▶ [DIRECTIVES]
1. Reproduce, word for word, the stretch of the Great Commission passage from "The words Jesus" through "the trash cans.".
2. In the Great Commission passage, what name is given to the words Jesus spoke before He ascended into heaven?
3. Condense the paragraph of the Great Commission passage that begins "This is not unlike when I ask my son" into two or three sentences, keeping its main facts.

▶ [SOURCE PASSAGE]

=-=-=

Last words are important.

The words Jesus gave us before He ascended into heaven to sit at the right hand of the Father, those words are crucial.  We call those words, the Great Commission.

These words are our parting instructions and our biggest job as the church.

There are a lot of action words in this command.  Sometimes we can get bogged down on just one of them.  

This is not unlike when I ask my son to do multiple chores at once.  Sometimes his ears hear only one command.  I'll say, “Take these dishes to the sink, rinse them off, take the trash out from the kitchen and from the bathrooms, and put new trash bags in.”  Ninety-nine percent of the time, what happens is the dishes are sitting on the counter not rinsed off and the trash is in the dumpster, but there is no trash bag in any of the trash cans.

It isn't because my son is a bad, disobedient kid.  It's because our kid ears don't always input information in.  (Unless it has to do with cheat codes to video games.  Then our kids become Rain Man all of the sudden.  Unfortunately, there are no Rain Man powers for our dishes.  Just once, I'd like my son to walk up and tell me, “There are 32 clean dishes put up in the cabinet, and I put 8 cups, 5 plates, 9 forks, 2 bowls, 6 spoons, and one knife in the dishwasher that I added soap to and started.”  If that happened, I might faint.)

=-=-=

▶ [RECORDED DATA]
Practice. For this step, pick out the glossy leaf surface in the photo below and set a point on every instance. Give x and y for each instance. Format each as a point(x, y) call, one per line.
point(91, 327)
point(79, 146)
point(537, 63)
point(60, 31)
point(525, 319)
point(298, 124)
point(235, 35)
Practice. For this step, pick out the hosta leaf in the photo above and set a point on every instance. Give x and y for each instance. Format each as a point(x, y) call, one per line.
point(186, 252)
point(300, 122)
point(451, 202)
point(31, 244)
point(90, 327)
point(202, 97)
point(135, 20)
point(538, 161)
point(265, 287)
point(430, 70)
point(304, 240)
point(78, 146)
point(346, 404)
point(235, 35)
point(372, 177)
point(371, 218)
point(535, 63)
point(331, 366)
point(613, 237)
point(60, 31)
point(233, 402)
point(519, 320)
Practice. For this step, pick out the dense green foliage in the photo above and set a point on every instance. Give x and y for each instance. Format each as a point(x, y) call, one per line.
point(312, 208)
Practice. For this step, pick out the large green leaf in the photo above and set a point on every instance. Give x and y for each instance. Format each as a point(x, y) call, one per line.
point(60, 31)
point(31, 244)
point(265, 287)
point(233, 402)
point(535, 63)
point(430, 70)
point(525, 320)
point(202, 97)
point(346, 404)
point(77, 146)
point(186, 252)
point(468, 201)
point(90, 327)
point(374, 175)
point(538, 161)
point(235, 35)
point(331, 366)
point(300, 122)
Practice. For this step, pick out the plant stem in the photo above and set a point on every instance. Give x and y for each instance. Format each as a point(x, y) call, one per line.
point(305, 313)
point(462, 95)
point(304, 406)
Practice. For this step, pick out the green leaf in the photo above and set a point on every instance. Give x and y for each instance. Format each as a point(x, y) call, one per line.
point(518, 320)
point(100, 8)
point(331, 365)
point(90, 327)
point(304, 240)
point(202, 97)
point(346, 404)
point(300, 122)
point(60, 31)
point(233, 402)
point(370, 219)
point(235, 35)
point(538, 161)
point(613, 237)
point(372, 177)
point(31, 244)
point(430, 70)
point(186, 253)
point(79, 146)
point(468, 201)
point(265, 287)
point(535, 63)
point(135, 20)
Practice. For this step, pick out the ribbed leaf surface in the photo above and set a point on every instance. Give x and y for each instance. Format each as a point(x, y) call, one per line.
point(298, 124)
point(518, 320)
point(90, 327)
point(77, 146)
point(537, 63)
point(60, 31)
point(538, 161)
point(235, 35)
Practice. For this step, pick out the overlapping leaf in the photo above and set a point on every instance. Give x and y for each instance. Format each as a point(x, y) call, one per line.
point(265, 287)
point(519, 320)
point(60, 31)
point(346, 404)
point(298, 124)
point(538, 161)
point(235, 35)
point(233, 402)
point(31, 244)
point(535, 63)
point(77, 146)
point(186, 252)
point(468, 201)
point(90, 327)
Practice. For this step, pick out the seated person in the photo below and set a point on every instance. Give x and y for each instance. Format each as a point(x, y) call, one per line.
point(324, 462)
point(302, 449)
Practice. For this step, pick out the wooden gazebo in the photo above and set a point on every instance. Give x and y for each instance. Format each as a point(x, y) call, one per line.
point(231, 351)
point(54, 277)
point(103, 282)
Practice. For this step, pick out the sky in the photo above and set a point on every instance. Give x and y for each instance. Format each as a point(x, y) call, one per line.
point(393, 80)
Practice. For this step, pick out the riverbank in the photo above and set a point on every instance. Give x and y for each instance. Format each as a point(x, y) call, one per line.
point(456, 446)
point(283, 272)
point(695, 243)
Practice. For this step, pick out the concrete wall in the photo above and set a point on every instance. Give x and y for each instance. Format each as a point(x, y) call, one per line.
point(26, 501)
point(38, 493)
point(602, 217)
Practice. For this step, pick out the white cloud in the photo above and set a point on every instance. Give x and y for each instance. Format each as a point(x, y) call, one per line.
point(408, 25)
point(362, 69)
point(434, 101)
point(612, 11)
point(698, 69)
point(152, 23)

=-=-=

▶ [CORRECT ANSWERS]
1.
The words Jesus gave us before He ascended into heaven to sit at the right hand of the Father, those words are crucial.  We call those words, the Great Commission.

These words are our parting instructions and our biggest job as the church.

There are a lot of action words in this command.  Sometimes we can get bogged down on just one of them.  

This is not unlike when I ask my son to do multiple chores at once.  Sometimes his ears hear only one command.  I'll say, “Take these dishes to the sink, rinse them off, take the trash out from the kitchen and from the bathrooms, and put new trash bags in.”  Ninety-nine percent of the time, what happens is the dishes are sitting on the counter not rinsed off and the trash is in the dumpster, but there is no trash bag in any of the trash cans.

2. The Great Commission.

3. When given several chores at once, my son often hears only one. Asked to take dishes to the sink and rinse them, take out the kitchen and bathroom trash, and put in new bags, he nearly always leaves the dishes unrinsed on the counter and the trash in the dumpster, with no new bags in the cans.